-- YOUR ASSIGNMENT --
Take the data below and extract the lines from the one with "the pool water." to the one with "the white lounge", inclusive, exactly as written.

= Beginning of Section =

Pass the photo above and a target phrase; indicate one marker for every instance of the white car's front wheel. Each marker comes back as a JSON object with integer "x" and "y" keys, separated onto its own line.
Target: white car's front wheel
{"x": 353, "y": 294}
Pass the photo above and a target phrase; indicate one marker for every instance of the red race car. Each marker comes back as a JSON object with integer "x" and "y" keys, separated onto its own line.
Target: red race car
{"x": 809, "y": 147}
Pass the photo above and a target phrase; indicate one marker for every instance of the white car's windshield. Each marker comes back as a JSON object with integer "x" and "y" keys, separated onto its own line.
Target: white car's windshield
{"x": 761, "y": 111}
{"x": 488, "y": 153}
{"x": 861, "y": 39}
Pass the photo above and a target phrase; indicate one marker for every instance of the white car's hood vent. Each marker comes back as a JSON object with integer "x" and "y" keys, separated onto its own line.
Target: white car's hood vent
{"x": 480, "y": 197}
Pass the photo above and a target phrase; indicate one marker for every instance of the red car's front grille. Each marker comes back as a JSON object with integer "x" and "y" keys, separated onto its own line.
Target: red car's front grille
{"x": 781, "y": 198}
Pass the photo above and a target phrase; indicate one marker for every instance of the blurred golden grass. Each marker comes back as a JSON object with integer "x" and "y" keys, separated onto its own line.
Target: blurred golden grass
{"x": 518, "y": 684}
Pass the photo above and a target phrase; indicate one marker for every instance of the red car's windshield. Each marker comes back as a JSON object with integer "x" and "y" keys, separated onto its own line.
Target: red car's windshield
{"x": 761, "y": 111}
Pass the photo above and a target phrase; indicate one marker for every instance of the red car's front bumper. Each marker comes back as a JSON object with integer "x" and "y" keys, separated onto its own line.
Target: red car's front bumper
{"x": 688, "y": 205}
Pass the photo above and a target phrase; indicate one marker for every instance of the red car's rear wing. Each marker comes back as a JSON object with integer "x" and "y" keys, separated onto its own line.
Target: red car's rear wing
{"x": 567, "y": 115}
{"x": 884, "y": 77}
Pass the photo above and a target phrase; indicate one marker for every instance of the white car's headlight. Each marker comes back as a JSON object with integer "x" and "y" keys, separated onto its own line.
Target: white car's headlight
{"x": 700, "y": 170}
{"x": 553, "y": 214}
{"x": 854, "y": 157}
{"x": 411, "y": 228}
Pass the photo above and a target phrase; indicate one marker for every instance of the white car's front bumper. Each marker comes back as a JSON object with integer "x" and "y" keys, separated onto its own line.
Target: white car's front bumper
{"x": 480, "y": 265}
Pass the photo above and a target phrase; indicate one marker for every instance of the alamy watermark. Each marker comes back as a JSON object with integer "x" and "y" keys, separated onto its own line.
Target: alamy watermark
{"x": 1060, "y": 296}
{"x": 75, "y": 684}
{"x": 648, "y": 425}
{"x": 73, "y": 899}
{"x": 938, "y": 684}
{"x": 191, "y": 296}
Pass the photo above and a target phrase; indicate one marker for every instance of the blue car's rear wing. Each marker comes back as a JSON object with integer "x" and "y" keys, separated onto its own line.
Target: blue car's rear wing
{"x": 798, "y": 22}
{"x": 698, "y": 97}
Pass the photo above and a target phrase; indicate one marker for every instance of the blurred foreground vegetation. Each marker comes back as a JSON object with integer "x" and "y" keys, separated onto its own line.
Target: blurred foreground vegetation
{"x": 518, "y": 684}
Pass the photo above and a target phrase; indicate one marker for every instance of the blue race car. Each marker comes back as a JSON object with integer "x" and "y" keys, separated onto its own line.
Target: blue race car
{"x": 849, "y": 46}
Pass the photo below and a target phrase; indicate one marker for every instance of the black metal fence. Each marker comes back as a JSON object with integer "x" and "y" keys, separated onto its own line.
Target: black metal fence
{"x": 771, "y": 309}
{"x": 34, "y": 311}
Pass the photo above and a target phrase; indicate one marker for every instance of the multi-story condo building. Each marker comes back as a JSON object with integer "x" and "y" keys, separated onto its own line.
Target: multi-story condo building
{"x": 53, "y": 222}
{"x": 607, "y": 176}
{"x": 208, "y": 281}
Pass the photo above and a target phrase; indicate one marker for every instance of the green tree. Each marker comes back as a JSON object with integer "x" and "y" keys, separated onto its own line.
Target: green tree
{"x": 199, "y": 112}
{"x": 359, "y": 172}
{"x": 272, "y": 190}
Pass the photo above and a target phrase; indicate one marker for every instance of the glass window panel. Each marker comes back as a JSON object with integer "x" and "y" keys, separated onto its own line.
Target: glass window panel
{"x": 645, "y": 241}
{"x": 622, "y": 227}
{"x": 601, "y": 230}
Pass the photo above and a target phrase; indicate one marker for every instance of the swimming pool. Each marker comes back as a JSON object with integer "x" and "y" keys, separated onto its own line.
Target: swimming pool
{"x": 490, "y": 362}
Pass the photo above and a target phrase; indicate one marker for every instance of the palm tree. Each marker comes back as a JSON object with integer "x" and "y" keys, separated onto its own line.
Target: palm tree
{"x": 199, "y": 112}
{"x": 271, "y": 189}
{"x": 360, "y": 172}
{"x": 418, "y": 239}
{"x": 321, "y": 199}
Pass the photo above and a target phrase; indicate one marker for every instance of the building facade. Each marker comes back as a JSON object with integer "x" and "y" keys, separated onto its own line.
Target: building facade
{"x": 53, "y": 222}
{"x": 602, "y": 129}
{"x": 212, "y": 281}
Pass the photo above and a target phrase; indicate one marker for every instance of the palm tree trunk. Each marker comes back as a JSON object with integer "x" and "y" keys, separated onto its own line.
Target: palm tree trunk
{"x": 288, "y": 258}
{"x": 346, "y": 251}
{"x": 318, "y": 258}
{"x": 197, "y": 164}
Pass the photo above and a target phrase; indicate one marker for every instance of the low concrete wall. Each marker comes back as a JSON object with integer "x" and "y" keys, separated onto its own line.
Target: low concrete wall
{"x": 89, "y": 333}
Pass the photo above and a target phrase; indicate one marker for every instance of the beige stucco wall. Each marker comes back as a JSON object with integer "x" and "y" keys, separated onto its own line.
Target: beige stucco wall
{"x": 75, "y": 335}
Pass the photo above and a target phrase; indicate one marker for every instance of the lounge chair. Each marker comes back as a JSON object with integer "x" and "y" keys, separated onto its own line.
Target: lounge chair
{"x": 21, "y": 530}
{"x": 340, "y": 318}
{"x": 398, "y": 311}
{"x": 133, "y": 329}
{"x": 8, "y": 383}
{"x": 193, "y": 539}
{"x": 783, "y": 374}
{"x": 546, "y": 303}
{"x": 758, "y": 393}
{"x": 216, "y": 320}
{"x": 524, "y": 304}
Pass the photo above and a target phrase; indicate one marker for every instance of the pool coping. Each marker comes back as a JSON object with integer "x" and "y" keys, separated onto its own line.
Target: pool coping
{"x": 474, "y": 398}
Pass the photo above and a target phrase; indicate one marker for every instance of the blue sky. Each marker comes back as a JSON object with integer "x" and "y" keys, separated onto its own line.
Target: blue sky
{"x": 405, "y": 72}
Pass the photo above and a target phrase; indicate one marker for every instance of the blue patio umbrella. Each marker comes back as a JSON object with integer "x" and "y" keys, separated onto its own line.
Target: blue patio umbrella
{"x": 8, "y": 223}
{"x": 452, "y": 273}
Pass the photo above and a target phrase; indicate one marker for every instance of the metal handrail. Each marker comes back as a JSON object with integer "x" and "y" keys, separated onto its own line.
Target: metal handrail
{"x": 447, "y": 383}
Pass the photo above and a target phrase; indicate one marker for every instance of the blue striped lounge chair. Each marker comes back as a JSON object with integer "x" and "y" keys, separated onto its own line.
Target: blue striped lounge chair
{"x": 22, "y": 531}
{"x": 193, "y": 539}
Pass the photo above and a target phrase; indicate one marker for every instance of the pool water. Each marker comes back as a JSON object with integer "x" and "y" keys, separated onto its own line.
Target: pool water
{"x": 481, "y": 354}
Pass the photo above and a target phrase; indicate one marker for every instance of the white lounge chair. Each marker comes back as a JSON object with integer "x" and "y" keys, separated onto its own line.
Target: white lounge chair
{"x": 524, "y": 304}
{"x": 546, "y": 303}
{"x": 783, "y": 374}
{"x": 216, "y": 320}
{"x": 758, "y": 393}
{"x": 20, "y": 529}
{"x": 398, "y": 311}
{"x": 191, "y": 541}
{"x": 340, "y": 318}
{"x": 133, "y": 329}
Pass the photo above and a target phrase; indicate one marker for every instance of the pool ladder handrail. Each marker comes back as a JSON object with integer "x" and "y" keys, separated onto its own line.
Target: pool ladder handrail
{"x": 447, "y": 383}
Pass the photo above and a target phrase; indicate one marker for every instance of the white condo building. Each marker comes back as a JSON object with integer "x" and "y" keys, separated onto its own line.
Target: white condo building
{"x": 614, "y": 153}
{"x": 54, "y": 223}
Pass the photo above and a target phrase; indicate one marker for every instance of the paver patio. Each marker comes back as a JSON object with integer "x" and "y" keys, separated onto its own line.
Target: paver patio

= End of Section =

-- WRITTEN ANSWER --
Pass the photo above and a target phrase; indicate one marker for every instance of the pool water. Each marker comes back as a JSON object with integer "x" and "y" keys, separated onto its own line.
Target: pool water
{"x": 481, "y": 354}
Pass the photo above and a target phrase; indicate one marker for every instance of the white lounge chair. Each marker comes back as a JSON object with integer "x" and "y" keys, separated onto its own line.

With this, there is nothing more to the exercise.